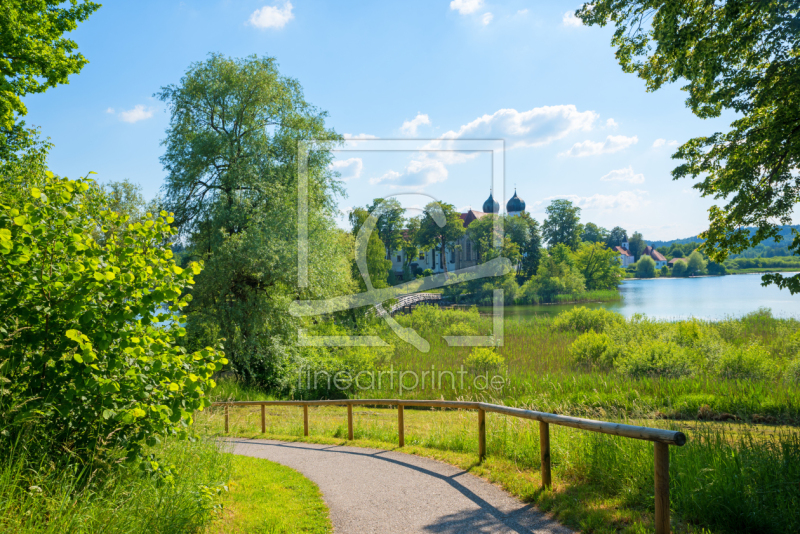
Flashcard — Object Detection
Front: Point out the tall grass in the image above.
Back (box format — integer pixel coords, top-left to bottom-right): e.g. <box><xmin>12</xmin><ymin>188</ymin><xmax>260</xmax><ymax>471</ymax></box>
<box><xmin>0</xmin><ymin>439</ymin><xmax>231</xmax><ymax>534</ymax></box>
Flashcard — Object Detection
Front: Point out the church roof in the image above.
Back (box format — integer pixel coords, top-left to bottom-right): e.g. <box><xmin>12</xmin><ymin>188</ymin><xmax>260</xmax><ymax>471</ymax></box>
<box><xmin>483</xmin><ymin>193</ymin><xmax>500</xmax><ymax>213</ymax></box>
<box><xmin>506</xmin><ymin>189</ymin><xmax>525</xmax><ymax>213</ymax></box>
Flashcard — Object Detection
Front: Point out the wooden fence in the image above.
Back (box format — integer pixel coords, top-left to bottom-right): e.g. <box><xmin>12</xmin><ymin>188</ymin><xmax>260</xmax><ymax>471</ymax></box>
<box><xmin>213</xmin><ymin>399</ymin><xmax>686</xmax><ymax>534</ymax></box>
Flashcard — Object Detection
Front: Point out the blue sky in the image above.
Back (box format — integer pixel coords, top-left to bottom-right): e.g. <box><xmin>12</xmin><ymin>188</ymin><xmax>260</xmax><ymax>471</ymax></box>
<box><xmin>26</xmin><ymin>0</ymin><xmax>733</xmax><ymax>239</ymax></box>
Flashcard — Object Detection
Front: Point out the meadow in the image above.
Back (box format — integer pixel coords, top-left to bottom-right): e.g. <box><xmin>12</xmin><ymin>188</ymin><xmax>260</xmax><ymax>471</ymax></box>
<box><xmin>205</xmin><ymin>307</ymin><xmax>800</xmax><ymax>533</ymax></box>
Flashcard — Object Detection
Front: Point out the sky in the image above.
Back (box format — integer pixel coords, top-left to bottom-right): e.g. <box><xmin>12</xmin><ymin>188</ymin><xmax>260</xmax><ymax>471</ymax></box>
<box><xmin>25</xmin><ymin>0</ymin><xmax>734</xmax><ymax>240</ymax></box>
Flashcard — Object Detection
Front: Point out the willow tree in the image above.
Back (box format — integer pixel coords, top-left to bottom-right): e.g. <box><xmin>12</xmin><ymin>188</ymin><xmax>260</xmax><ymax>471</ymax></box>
<box><xmin>577</xmin><ymin>0</ymin><xmax>800</xmax><ymax>293</ymax></box>
<box><xmin>156</xmin><ymin>54</ymin><xmax>351</xmax><ymax>387</ymax></box>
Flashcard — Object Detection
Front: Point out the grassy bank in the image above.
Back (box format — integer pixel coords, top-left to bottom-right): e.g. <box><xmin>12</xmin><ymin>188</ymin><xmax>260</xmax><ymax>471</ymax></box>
<box><xmin>0</xmin><ymin>440</ymin><xmax>231</xmax><ymax>534</ymax></box>
<box><xmin>203</xmin><ymin>394</ymin><xmax>800</xmax><ymax>533</ymax></box>
<box><xmin>208</xmin><ymin>456</ymin><xmax>333</xmax><ymax>534</ymax></box>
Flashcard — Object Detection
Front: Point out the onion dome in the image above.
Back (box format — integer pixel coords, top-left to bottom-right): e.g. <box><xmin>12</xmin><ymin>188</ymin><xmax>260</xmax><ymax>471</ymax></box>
<box><xmin>506</xmin><ymin>189</ymin><xmax>525</xmax><ymax>213</ymax></box>
<box><xmin>483</xmin><ymin>193</ymin><xmax>500</xmax><ymax>213</ymax></box>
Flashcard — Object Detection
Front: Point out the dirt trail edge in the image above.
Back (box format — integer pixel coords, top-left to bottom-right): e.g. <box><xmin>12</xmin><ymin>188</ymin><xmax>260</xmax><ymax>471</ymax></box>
<box><xmin>228</xmin><ymin>438</ymin><xmax>573</xmax><ymax>534</ymax></box>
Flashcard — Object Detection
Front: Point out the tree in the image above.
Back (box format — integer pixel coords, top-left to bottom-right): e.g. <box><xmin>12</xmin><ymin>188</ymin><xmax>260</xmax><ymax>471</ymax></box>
<box><xmin>606</xmin><ymin>226</ymin><xmax>628</xmax><ymax>248</ymax></box>
<box><xmin>577</xmin><ymin>0</ymin><xmax>800</xmax><ymax>293</ymax></box>
<box><xmin>348</xmin><ymin>208</ymin><xmax>392</xmax><ymax>292</ymax></box>
<box><xmin>686</xmin><ymin>250</ymin><xmax>706</xmax><ymax>275</ymax></box>
<box><xmin>367</xmin><ymin>198</ymin><xmax>406</xmax><ymax>262</ymax></box>
<box><xmin>672</xmin><ymin>260</ymin><xmax>686</xmax><ymax>277</ymax></box>
<box><xmin>157</xmin><ymin>54</ymin><xmax>353</xmax><ymax>388</ymax></box>
<box><xmin>510</xmin><ymin>212</ymin><xmax>542</xmax><ymax>279</ymax></box>
<box><xmin>581</xmin><ymin>223</ymin><xmax>610</xmax><ymax>243</ymax></box>
<box><xmin>575</xmin><ymin>242</ymin><xmax>625</xmax><ymax>289</ymax></box>
<box><xmin>0</xmin><ymin>0</ymin><xmax>100</xmax><ymax>161</ymax></box>
<box><xmin>0</xmin><ymin>173</ymin><xmax>222</xmax><ymax>460</ymax></box>
<box><xmin>416</xmin><ymin>202</ymin><xmax>464</xmax><ymax>273</ymax></box>
<box><xmin>542</xmin><ymin>199</ymin><xmax>583</xmax><ymax>250</ymax></box>
<box><xmin>628</xmin><ymin>232</ymin><xmax>647</xmax><ymax>261</ymax></box>
<box><xmin>636</xmin><ymin>256</ymin><xmax>656</xmax><ymax>278</ymax></box>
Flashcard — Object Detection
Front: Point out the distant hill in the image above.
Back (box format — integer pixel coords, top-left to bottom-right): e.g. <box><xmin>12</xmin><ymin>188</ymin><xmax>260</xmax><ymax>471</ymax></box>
<box><xmin>647</xmin><ymin>225</ymin><xmax>800</xmax><ymax>259</ymax></box>
<box><xmin>645</xmin><ymin>224</ymin><xmax>800</xmax><ymax>248</ymax></box>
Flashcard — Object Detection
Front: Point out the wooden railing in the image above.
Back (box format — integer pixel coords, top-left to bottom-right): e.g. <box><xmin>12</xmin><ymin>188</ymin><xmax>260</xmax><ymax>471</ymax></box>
<box><xmin>213</xmin><ymin>399</ymin><xmax>686</xmax><ymax>534</ymax></box>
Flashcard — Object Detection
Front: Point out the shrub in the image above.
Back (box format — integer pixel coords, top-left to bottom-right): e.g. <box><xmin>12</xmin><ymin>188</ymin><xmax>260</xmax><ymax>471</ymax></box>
<box><xmin>614</xmin><ymin>340</ymin><xmax>693</xmax><ymax>378</ymax></box>
<box><xmin>636</xmin><ymin>256</ymin><xmax>656</xmax><ymax>278</ymax></box>
<box><xmin>553</xmin><ymin>306</ymin><xmax>623</xmax><ymax>332</ymax></box>
<box><xmin>0</xmin><ymin>173</ymin><xmax>227</xmax><ymax>456</ymax></box>
<box><xmin>716</xmin><ymin>343</ymin><xmax>775</xmax><ymax>380</ymax></box>
<box><xmin>569</xmin><ymin>330</ymin><xmax>613</xmax><ymax>367</ymax></box>
<box><xmin>464</xmin><ymin>347</ymin><xmax>505</xmax><ymax>374</ymax></box>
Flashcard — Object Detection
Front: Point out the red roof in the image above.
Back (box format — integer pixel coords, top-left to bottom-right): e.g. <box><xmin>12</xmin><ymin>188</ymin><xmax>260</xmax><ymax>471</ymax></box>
<box><xmin>459</xmin><ymin>210</ymin><xmax>487</xmax><ymax>228</ymax></box>
<box><xmin>644</xmin><ymin>245</ymin><xmax>667</xmax><ymax>261</ymax></box>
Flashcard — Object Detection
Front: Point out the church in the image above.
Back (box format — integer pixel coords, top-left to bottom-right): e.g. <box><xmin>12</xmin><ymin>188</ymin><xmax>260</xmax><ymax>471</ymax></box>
<box><xmin>386</xmin><ymin>190</ymin><xmax>525</xmax><ymax>280</ymax></box>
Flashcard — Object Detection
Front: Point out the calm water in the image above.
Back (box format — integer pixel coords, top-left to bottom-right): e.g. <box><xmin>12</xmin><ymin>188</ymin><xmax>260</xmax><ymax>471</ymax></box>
<box><xmin>482</xmin><ymin>273</ymin><xmax>800</xmax><ymax>319</ymax></box>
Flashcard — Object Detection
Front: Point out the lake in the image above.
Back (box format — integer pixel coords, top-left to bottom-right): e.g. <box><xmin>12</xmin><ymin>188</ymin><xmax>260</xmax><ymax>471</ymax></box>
<box><xmin>481</xmin><ymin>273</ymin><xmax>800</xmax><ymax>320</ymax></box>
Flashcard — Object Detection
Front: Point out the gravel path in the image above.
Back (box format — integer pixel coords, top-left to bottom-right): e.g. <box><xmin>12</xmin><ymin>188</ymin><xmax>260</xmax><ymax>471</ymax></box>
<box><xmin>229</xmin><ymin>439</ymin><xmax>572</xmax><ymax>534</ymax></box>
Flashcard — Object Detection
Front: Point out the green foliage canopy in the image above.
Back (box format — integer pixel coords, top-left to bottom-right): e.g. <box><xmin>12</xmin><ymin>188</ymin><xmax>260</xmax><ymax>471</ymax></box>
<box><xmin>542</xmin><ymin>199</ymin><xmax>583</xmax><ymax>250</ymax></box>
<box><xmin>577</xmin><ymin>0</ymin><xmax>800</xmax><ymax>293</ymax></box>
<box><xmin>0</xmin><ymin>0</ymin><xmax>100</xmax><ymax>160</ymax></box>
<box><xmin>0</xmin><ymin>173</ymin><xmax>222</xmax><ymax>455</ymax></box>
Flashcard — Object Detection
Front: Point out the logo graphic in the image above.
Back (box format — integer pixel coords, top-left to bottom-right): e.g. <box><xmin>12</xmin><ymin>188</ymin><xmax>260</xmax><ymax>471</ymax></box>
<box><xmin>289</xmin><ymin>139</ymin><xmax>513</xmax><ymax>352</ymax></box>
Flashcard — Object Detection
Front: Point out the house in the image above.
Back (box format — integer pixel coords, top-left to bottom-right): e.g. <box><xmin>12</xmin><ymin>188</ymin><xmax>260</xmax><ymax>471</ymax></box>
<box><xmin>614</xmin><ymin>239</ymin><xmax>634</xmax><ymax>268</ymax></box>
<box><xmin>386</xmin><ymin>191</ymin><xmax>525</xmax><ymax>280</ymax></box>
<box><xmin>642</xmin><ymin>245</ymin><xmax>667</xmax><ymax>269</ymax></box>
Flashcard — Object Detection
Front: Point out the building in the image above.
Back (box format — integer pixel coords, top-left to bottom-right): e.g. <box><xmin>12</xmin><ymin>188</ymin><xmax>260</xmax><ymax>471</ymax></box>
<box><xmin>614</xmin><ymin>239</ymin><xmax>635</xmax><ymax>268</ymax></box>
<box><xmin>387</xmin><ymin>190</ymin><xmax>525</xmax><ymax>280</ymax></box>
<box><xmin>642</xmin><ymin>245</ymin><xmax>667</xmax><ymax>269</ymax></box>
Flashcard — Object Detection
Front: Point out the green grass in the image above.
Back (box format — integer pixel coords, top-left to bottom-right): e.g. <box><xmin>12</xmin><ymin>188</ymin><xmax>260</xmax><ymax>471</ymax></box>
<box><xmin>0</xmin><ymin>440</ymin><xmax>231</xmax><ymax>534</ymax></box>
<box><xmin>208</xmin><ymin>456</ymin><xmax>333</xmax><ymax>534</ymax></box>
<box><xmin>198</xmin><ymin>406</ymin><xmax>800</xmax><ymax>533</ymax></box>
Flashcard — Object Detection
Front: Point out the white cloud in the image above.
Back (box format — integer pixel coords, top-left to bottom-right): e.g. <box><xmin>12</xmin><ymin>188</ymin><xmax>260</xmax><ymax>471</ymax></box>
<box><xmin>537</xmin><ymin>190</ymin><xmax>650</xmax><ymax>211</ymax></box>
<box><xmin>369</xmin><ymin>158</ymin><xmax>448</xmax><ymax>189</ymax></box>
<box><xmin>442</xmin><ymin>104</ymin><xmax>597</xmax><ymax>148</ymax></box>
<box><xmin>600</xmin><ymin>165</ymin><xmax>644</xmax><ymax>184</ymax></box>
<box><xmin>561</xmin><ymin>11</ymin><xmax>583</xmax><ymax>28</ymax></box>
<box><xmin>248</xmin><ymin>0</ymin><xmax>294</xmax><ymax>30</ymax></box>
<box><xmin>344</xmin><ymin>134</ymin><xmax>378</xmax><ymax>139</ymax></box>
<box><xmin>653</xmin><ymin>139</ymin><xmax>678</xmax><ymax>148</ymax></box>
<box><xmin>400</xmin><ymin>113</ymin><xmax>431</xmax><ymax>135</ymax></box>
<box><xmin>118</xmin><ymin>104</ymin><xmax>153</xmax><ymax>123</ymax></box>
<box><xmin>329</xmin><ymin>158</ymin><xmax>364</xmax><ymax>182</ymax></box>
<box><xmin>450</xmin><ymin>0</ymin><xmax>483</xmax><ymax>15</ymax></box>
<box><xmin>559</xmin><ymin>135</ymin><xmax>639</xmax><ymax>158</ymax></box>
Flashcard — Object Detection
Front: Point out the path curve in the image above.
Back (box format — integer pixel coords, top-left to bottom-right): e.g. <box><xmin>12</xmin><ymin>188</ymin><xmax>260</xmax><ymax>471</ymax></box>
<box><xmin>228</xmin><ymin>438</ymin><xmax>573</xmax><ymax>534</ymax></box>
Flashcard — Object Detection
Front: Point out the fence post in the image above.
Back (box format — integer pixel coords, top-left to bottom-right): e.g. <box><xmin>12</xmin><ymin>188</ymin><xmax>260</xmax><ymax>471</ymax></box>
<box><xmin>654</xmin><ymin>441</ymin><xmax>669</xmax><ymax>534</ymax></box>
<box><xmin>478</xmin><ymin>408</ymin><xmax>486</xmax><ymax>461</ymax></box>
<box><xmin>397</xmin><ymin>404</ymin><xmax>406</xmax><ymax>447</ymax></box>
<box><xmin>539</xmin><ymin>421</ymin><xmax>553</xmax><ymax>488</ymax></box>
<box><xmin>347</xmin><ymin>404</ymin><xmax>353</xmax><ymax>441</ymax></box>
<box><xmin>261</xmin><ymin>404</ymin><xmax>267</xmax><ymax>434</ymax></box>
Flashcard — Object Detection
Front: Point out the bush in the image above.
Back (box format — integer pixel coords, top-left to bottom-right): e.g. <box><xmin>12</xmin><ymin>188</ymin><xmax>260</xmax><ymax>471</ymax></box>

-=-=-

» EXERCISE: Collect every line of the data above that contains the string "fence", treating uppercase and lowercase as different.

» RESPONSE:
Front: Point out the wooden fence in the image above.
Front: Point out the fence post in the image above.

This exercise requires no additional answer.